▶ Task requirements
Please return the lines below verbatim, beginning at the one that has "Tag the pointed" and stopping after the one that has "Tag the goat tail", and add no other lines.

Entries provided START

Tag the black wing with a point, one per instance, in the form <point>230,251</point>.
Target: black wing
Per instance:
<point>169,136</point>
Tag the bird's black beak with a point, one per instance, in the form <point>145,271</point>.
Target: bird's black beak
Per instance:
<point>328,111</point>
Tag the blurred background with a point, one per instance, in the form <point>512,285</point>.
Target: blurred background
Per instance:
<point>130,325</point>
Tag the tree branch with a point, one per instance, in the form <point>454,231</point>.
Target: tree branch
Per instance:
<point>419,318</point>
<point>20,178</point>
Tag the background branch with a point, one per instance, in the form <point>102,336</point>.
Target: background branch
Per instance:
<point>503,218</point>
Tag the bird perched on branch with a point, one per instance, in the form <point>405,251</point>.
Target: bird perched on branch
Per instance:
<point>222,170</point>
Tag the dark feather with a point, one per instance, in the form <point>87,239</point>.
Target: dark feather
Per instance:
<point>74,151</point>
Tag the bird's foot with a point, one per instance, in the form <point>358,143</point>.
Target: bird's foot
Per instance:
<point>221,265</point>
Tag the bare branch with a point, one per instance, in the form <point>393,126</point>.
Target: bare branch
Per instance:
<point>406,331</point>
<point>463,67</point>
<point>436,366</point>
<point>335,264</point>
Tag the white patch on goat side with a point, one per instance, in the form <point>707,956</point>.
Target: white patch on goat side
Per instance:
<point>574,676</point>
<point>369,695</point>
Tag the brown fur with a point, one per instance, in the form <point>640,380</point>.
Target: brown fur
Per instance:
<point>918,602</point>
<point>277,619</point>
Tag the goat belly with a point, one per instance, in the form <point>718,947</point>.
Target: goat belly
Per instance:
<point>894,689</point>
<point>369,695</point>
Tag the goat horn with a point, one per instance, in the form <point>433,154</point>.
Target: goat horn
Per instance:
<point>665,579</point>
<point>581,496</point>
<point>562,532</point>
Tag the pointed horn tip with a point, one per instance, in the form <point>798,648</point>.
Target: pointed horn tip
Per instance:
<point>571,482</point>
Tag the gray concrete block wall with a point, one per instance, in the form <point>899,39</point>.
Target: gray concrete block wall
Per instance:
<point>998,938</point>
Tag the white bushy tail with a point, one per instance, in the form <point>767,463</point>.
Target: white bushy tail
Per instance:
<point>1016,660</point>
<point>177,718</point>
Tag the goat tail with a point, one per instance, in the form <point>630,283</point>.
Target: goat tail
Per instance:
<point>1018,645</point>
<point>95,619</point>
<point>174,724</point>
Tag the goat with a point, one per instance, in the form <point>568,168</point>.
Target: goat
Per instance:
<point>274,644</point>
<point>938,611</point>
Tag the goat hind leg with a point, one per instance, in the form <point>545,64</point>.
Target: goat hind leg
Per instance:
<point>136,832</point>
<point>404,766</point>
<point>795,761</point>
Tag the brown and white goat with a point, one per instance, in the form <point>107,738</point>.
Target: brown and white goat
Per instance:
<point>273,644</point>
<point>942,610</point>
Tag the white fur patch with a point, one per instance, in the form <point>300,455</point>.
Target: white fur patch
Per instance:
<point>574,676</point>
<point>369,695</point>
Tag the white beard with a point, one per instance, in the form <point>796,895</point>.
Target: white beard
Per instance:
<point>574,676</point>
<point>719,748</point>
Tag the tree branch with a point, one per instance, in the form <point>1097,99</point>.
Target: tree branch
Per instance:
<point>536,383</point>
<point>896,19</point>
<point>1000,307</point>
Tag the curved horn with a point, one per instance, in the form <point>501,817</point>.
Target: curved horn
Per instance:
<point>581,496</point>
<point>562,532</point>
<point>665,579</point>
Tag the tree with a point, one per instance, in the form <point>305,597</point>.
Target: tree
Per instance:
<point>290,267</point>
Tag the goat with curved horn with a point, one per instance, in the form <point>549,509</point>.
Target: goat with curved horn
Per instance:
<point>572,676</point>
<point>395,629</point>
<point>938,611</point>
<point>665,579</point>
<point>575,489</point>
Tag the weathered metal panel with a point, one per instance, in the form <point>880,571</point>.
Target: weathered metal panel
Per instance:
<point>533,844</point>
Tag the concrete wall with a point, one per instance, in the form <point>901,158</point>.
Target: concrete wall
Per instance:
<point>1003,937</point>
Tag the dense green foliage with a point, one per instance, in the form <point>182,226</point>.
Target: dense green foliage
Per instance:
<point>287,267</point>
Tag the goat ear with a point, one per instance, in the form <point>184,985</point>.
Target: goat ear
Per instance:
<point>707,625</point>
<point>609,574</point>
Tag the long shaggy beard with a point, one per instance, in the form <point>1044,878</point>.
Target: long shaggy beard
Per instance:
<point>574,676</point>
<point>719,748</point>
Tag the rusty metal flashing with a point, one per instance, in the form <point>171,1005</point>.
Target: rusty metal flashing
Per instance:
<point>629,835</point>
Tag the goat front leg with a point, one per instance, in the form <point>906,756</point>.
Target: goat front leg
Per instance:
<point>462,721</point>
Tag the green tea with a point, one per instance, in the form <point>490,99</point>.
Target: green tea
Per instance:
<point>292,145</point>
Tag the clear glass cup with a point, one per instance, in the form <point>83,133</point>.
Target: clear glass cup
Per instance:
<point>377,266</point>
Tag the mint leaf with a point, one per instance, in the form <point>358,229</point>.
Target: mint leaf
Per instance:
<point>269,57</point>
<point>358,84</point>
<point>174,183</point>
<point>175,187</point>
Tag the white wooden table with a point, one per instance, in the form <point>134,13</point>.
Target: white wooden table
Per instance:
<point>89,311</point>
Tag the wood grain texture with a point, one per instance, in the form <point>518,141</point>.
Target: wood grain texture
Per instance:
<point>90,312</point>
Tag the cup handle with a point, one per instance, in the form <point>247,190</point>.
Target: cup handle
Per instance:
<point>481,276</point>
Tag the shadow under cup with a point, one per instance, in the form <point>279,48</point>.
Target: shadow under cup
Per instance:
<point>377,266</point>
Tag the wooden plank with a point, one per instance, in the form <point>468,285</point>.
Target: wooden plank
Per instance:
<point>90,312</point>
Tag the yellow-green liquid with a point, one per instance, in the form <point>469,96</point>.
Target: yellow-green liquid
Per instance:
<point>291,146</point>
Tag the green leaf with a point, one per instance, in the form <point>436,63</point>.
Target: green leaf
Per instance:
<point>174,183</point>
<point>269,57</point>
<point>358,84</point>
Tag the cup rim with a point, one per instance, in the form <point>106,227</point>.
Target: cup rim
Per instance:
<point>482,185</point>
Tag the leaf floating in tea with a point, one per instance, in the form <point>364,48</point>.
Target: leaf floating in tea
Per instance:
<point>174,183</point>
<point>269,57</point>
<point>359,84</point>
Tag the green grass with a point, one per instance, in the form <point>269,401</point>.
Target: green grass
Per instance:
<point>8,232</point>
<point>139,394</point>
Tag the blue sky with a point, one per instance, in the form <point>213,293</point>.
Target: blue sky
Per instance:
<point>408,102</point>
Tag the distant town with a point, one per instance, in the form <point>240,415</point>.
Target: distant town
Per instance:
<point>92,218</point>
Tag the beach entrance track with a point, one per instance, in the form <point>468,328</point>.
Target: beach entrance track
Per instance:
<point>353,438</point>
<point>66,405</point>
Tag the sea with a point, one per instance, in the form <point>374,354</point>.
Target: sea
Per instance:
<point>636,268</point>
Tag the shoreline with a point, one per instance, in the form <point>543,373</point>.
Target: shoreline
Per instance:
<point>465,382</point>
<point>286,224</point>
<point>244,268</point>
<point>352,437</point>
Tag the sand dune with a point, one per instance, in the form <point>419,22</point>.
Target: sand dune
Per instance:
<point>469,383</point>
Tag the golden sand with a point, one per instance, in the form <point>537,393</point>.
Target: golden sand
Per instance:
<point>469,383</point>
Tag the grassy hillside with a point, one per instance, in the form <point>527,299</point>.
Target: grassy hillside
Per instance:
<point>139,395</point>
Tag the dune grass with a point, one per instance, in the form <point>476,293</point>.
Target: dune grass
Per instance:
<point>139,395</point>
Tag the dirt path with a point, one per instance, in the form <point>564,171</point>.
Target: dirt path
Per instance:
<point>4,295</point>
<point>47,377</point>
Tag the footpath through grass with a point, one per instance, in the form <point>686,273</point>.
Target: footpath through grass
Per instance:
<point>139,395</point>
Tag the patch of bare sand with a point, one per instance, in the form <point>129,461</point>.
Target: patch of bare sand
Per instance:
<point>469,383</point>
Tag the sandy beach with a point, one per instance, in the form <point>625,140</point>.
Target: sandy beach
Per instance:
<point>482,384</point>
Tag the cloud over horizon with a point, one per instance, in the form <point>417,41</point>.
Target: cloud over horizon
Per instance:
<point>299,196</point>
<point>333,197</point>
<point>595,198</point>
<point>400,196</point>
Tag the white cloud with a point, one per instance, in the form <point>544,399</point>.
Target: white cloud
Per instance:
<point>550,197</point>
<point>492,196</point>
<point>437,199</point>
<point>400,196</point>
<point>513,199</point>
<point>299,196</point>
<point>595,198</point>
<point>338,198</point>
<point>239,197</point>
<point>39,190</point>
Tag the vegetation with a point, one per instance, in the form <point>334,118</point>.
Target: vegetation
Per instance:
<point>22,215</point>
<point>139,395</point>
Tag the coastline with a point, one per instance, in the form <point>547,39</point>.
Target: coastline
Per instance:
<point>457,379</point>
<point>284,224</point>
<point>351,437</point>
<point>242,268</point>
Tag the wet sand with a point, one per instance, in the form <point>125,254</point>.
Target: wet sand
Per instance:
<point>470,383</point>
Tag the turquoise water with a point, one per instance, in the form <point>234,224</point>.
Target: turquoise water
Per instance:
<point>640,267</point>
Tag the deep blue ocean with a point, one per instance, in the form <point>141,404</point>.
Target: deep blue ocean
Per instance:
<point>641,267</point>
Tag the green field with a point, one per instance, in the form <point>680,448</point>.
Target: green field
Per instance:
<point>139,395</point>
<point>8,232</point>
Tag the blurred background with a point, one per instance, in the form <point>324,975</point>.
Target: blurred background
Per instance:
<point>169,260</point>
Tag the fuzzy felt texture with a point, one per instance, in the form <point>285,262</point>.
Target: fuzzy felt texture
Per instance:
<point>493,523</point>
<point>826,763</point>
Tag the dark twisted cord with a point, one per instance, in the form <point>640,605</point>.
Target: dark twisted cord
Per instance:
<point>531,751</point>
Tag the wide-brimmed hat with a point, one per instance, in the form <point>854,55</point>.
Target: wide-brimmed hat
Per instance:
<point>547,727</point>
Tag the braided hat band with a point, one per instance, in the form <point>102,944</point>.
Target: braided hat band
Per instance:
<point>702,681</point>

Entries provided END

▶ Answer below
Tag the pointed horn tip with a point, one per instance, in the form <point>798,648</point>.
Target: pointed horn tip
Per instance:
<point>571,482</point>
Tag the gray concrete block wall with a point, one per instance, in the form <point>899,39</point>.
Target: gray concrete block wall
Per instance:
<point>998,938</point>
Tag the white bushy tail with a point, one per instance, in the form <point>767,463</point>.
Target: white bushy tail
Per instance:
<point>1016,660</point>
<point>177,718</point>
Tag the goat tail with a point, one per instance, in the form <point>630,283</point>.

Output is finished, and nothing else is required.